### PASSAGE TO READ
————
In Meng et al.’s study [10], the investigation of waste image classification encompassed several ML models, such as a Support Vector Machine (SVM), a basic CNN, ResNet50, a simplified ResNet50 network, and a hybrid model combining a histogram of gradient (HOG) features with CNN. Utilizing a dataset consisting of 2,527 images spanning six recycling categories, ResNet50 emerged as the top performer, achieving a notable test accuracy of 95.35%, surpassing the performance of the simple CNN and straightforward network configurations. However, the study faced significant limitations, including a relatively small dataset size, raising concerns about potential overfitting and the ability of the models to accurately represent real-world challenges. Additionally, despite the high accuracy achieved by ResNet50, there remains room for improvement in overall accuracy. It is essential to conduct further testing on diverse datasets to ensure the validity and generalizability of the model’s performance. Moreover, no Grad-CAM or similar visualization techniques were incorporated, limiting model interpretability.

In their work, the authors of [13] introduced a waste classification system utilizing DL techniques, specifically leveraging the VGG16 model. This system demonstrated the capability to classify domestic waste with a recognition accuracy of 75.6%. While the achieved performance showed promise for practical applications, it falls short of surpassing the performance levels observed in certain other DL projects focused on image recognition and classification. There is ample opportunity for improvement, indicating a need for further refinement to enhance the system’s accuracy.

Rabano et al. [14] introduced an image classification model based on MobileNet for sorting various types of common trash, achieving a final test accuracy of 87.2%. However, a key limitation of the study lies in the relatively modest accuracy attained, which may render the model less suitable for practical waste-sorting applications. Thus, there’s a clear imperative for further refinement and fine-tuning of the model to bolster its accuracy and thereby enhance its reliability in real-world scenarios; additionally, Grad-CAM can be incorporated to improve interpretability and provide visual insights into the model’s decision-making process.
————
### EXTRACTED DATA
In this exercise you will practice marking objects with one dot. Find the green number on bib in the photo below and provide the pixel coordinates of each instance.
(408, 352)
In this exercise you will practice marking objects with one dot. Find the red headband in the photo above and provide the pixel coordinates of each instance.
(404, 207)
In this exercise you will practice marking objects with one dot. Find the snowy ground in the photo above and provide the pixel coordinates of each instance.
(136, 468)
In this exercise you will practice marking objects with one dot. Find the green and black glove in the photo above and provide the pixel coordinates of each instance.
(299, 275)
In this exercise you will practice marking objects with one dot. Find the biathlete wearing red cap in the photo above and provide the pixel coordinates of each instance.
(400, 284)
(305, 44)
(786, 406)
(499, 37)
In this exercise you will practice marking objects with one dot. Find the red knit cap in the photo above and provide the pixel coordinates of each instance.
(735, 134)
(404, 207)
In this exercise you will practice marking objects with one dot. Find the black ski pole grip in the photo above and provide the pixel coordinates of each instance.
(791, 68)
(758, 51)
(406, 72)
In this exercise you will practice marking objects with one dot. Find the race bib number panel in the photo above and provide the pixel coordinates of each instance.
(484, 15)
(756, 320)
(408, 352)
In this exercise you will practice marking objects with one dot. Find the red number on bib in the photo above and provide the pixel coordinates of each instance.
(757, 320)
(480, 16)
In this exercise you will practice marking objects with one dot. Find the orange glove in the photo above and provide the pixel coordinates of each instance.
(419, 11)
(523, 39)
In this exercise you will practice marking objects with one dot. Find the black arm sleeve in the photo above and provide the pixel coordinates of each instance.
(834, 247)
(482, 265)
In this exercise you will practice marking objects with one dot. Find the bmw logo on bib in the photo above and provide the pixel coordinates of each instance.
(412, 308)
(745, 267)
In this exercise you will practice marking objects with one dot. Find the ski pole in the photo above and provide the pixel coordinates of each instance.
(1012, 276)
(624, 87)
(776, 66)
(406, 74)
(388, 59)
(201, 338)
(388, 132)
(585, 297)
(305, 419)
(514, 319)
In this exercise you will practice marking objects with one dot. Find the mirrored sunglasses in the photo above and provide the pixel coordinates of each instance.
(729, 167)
————
### WHAT THIS EXERCISE ASKS
1. Rewrite everything from "Rabano et al." down to "model’s decision-making process." in the waste classification review, substituting "garbage" for "trash".
2. Name every accuracy percentage reported in the waste classification review.
The lines that come after the waste classification review are separate material and have no connection to it.

### RESULTS FOR EACH TASK
1.
Rabano et al. [14] introduced an image classification model based on MobileNet for sorting various types of common garbage, achieving a final test accuracy of 87.2%. However, a key limitation of the study lies in the relatively modest accuracy attained, which may render the model less suitable for practical waste-sorting applications. Thus, there’s a clear imperative for further refinement and fine-tuning of the model to bolster its accuracy and thereby enhance its reliability in real-world scenarios; additionally, Grad-CAM can be incorporated to improve interpretability and provide visual insights into the model’s decision-making process.

2. 95.35%, 75.6%, 87.2%